Select every line of the records that contains the string "wide", and copy each one. Case counts when matching.
**** RECORDS PROVIDED ****
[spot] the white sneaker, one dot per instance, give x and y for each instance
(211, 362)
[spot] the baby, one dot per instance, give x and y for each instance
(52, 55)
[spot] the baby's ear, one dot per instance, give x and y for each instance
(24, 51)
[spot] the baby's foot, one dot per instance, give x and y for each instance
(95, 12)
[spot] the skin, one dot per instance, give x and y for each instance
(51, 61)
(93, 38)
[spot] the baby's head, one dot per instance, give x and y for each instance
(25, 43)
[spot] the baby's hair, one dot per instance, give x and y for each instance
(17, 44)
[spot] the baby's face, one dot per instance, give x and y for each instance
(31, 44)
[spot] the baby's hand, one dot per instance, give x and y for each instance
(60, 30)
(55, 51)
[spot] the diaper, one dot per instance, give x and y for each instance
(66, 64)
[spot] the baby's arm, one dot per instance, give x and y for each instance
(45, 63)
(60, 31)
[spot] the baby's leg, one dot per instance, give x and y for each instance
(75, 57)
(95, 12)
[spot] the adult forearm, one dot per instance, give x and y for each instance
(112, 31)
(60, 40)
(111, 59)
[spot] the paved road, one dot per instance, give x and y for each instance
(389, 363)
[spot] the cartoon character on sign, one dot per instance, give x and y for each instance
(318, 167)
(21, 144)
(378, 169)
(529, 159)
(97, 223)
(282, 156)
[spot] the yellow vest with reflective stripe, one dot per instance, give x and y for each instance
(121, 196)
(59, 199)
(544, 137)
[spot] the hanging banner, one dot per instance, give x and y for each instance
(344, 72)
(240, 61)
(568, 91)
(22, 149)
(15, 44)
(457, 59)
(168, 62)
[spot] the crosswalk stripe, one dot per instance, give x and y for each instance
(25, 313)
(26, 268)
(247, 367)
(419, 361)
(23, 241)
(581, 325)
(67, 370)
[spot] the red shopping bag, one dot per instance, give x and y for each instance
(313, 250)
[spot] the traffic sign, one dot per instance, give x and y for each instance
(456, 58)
****
**** RECORDS PROVIDED ****
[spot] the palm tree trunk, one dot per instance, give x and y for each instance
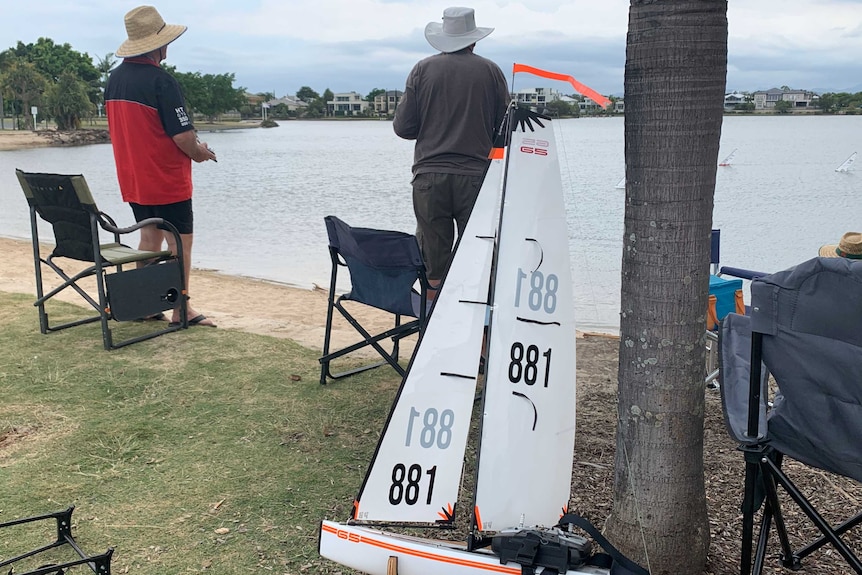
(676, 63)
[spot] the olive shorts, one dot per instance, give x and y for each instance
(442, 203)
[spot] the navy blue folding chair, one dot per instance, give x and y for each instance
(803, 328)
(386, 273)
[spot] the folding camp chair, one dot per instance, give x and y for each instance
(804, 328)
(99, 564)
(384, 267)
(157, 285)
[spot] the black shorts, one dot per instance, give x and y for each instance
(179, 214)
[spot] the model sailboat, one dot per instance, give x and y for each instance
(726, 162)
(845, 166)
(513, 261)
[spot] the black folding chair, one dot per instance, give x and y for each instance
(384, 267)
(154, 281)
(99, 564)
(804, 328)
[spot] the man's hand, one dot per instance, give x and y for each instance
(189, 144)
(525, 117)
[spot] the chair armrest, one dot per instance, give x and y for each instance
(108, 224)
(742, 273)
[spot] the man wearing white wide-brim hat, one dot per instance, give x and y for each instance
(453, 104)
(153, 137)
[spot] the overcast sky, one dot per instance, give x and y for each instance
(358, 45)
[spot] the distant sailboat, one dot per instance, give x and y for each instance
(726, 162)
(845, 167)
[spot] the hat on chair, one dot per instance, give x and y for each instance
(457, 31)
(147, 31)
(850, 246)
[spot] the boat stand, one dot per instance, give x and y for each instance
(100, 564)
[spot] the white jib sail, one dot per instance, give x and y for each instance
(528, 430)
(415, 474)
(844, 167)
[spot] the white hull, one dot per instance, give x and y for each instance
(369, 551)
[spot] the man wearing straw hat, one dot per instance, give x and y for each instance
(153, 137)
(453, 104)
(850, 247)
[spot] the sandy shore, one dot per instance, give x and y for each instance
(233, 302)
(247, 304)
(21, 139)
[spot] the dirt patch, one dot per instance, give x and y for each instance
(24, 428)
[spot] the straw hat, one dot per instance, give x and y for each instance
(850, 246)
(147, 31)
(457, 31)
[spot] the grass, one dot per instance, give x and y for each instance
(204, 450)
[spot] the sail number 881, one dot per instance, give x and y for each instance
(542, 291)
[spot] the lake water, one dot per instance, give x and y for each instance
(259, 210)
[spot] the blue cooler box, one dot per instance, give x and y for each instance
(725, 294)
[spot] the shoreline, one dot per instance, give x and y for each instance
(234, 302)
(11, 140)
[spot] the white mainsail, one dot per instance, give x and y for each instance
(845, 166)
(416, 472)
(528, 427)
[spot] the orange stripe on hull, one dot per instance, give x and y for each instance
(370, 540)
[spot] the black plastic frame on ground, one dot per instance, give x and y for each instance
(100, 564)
****
**** RECORDS PROVIDED ****
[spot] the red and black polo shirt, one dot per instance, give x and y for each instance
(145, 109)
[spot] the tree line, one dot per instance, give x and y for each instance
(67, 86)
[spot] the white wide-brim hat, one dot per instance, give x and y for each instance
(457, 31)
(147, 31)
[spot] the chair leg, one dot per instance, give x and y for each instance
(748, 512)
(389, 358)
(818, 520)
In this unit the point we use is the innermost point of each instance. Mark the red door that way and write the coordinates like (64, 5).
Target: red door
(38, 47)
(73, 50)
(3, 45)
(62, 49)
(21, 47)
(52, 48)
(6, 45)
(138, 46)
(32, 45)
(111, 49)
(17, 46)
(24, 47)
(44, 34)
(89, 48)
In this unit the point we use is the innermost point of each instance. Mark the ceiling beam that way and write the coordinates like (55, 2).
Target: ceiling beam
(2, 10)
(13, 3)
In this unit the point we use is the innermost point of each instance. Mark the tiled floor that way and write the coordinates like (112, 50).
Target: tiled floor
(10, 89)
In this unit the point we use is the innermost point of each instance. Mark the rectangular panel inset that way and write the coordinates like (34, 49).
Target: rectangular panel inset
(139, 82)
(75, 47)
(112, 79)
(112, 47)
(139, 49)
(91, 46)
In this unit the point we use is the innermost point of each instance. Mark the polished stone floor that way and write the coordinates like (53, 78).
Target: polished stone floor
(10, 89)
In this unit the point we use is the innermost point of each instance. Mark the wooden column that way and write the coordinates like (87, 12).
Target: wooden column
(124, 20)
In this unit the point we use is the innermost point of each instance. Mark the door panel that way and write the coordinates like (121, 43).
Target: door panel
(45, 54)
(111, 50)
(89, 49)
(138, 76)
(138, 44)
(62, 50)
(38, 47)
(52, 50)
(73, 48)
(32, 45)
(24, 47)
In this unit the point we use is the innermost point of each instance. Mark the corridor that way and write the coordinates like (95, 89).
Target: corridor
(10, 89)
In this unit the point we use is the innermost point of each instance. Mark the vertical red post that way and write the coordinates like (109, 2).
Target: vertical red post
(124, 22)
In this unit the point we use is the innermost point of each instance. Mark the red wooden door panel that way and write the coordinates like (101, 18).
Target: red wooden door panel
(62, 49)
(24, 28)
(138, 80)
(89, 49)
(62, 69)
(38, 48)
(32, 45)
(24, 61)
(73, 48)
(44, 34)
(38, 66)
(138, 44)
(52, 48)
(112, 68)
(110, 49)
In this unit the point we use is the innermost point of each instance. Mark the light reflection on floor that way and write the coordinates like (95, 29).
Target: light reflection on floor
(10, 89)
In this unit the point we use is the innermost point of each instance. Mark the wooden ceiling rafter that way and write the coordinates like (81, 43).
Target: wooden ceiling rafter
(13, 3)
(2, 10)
****
» **PROBLEM SOLUTION**
[spot] the man wearing white wide-brim hat, one dot per instance, give x and y for each instance
[spot] the white wide-brim hat, one dot per instance, give x and y for each instance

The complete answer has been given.